Requirement
Retype every entry word for word.

=-=-=-=-=

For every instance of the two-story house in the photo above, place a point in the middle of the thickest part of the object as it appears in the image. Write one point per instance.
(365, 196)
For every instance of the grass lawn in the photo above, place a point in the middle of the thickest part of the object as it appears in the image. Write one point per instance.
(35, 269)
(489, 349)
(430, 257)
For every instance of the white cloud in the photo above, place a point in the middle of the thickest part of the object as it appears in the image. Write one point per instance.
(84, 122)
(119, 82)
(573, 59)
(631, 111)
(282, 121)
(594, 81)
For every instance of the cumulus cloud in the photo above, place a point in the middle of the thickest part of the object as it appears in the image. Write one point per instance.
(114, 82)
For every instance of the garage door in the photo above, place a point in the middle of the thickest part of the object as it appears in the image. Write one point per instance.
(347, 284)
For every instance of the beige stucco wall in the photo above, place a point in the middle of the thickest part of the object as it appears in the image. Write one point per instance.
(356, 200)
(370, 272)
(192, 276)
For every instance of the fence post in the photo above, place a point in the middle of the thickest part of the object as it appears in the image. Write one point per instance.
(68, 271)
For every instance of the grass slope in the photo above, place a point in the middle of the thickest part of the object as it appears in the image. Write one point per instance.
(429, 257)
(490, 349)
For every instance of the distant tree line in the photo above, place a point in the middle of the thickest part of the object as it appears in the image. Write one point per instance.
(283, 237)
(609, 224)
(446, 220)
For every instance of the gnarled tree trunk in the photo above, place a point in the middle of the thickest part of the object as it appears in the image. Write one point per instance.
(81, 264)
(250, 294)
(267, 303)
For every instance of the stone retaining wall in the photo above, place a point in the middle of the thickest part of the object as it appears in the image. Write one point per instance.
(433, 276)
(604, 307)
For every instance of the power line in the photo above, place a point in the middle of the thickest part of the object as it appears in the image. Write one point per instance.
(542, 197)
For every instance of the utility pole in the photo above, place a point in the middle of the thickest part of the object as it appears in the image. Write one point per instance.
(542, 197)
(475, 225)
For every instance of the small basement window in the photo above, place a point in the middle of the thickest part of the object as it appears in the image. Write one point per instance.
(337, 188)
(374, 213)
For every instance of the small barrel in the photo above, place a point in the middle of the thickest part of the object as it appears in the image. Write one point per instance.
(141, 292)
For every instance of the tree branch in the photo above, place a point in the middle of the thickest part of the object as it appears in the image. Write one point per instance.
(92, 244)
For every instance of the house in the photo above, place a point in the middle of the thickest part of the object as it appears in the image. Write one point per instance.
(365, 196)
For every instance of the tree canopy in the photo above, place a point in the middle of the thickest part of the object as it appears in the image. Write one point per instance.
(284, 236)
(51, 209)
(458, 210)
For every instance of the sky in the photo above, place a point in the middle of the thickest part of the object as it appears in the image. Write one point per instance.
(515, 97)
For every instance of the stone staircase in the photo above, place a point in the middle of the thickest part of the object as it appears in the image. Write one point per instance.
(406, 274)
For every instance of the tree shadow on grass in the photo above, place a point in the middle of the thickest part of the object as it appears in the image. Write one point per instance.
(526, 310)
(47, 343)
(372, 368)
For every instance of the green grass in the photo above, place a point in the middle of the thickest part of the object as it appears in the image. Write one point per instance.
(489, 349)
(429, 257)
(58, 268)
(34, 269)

=-=-=-=-=

Expected output
For every instance of the two-story house in the photo above, place a point in the middle of the thickest part of the object as it appears in the image. Write one point per instance.
(365, 196)
For every instance of the grass lawn in the photo above, place a point in the middle of the thickest part of the object as it appears in the image. Write one point per instance.
(35, 269)
(489, 349)
(430, 257)
For every instance of the white cloud in the photo above, place a point in the middle of the thickest part of the object as it appears in the image. Write one point per instance.
(84, 122)
(119, 82)
(573, 59)
(631, 111)
(282, 121)
(594, 81)
For every instance of the cumulus cloud in the photo above, place a point in the middle of the thickest part of the object as it appears in the image. Write one point per instance.
(114, 82)
For every instance of the garage door in the photo above, place a point in the middle of the thickest part of the object as it appears in the image. Write one point per instance.
(347, 284)
For every instance of the beige stucco wall in the photo above, place a point in the middle of the thickest part of the object as it appears in the image. Write one point per instance.
(356, 200)
(370, 272)
(192, 276)
For every instance of the fence post in the photo above, place a point in the middle of the thickest part of the object as it appears in the image. Write one point per instance.
(68, 271)
For every instance of the grass slope in the photo above, place a point in the middle of the thickest part of the object as it appears in the image. Write one point per instance.
(429, 257)
(490, 349)
For every instance of the distant tree line in the photo above, place a point in the middle of the thickest part of the object as it appears in the image. Write one point per instance.
(283, 237)
(609, 224)
(446, 220)
For every instance of the gnarled tree trunk in the photo above, place a point in the middle of the thickest part of the object as it appears in the image. Write one point per instance.
(81, 264)
(250, 294)
(267, 303)
For every instance of the stone retaining wall in the photo above, place a point in the middle of the thickest part of the object as it appears in the image. Write one point per instance.
(433, 276)
(604, 307)
For every instance of the power line in the photo above, place a point in the middle of the thickest part of the object as it appears in the image. Write one point per instance.
(542, 197)
For every instance of the utility pole in the photo above, place a point in the middle of the thickest part of the object as it appears in the image. Write one point per instance.
(542, 197)
(475, 225)
For every instance of the small basement window in the photo above, place a point in the middle of the thickest part of the object as it appears in the image. Write one point per instance.
(337, 188)
(374, 213)
For every instance of the small barrel in the photo above, place a point in the middle of the thickest part of the object as it appears in the image. Write one point per instance.
(141, 292)
For every instance of the tree branch in the photo above, place a point in the middle of the thickest part of the object as it appears in the image. Write one point per instance.
(92, 244)
For every instance of the house in the photo above, place a point in the middle of the thickest part of the object as it appears in the image. Write one point per instance.
(365, 196)
For every instance of the tree canopy in the photo above, place a point in the middle of the thickest part of the object as it appears in the image. Write one point per instance.
(284, 236)
(51, 209)
(458, 210)
For every instance of the sky in the photo above, place a point in the middle of the thickest part of the object as it appears in the image. Write one point per instance.
(515, 97)
For every instance of the stone staircase in the photo above, place a point in the middle of the thickest part of the object as it appears in the image. Write one point per instance.
(406, 274)
For every instance of the tree shadow on grass in the photo above, place a point in the middle of the thickest part of the object as it appears in the image. Write one point per instance.
(526, 310)
(47, 343)
(372, 368)
For every instance of the green grass in the photo above, place a point in the middle of the thickest part of the object as it appears in the image. Write one point per instance.
(489, 349)
(429, 257)
(58, 268)
(34, 269)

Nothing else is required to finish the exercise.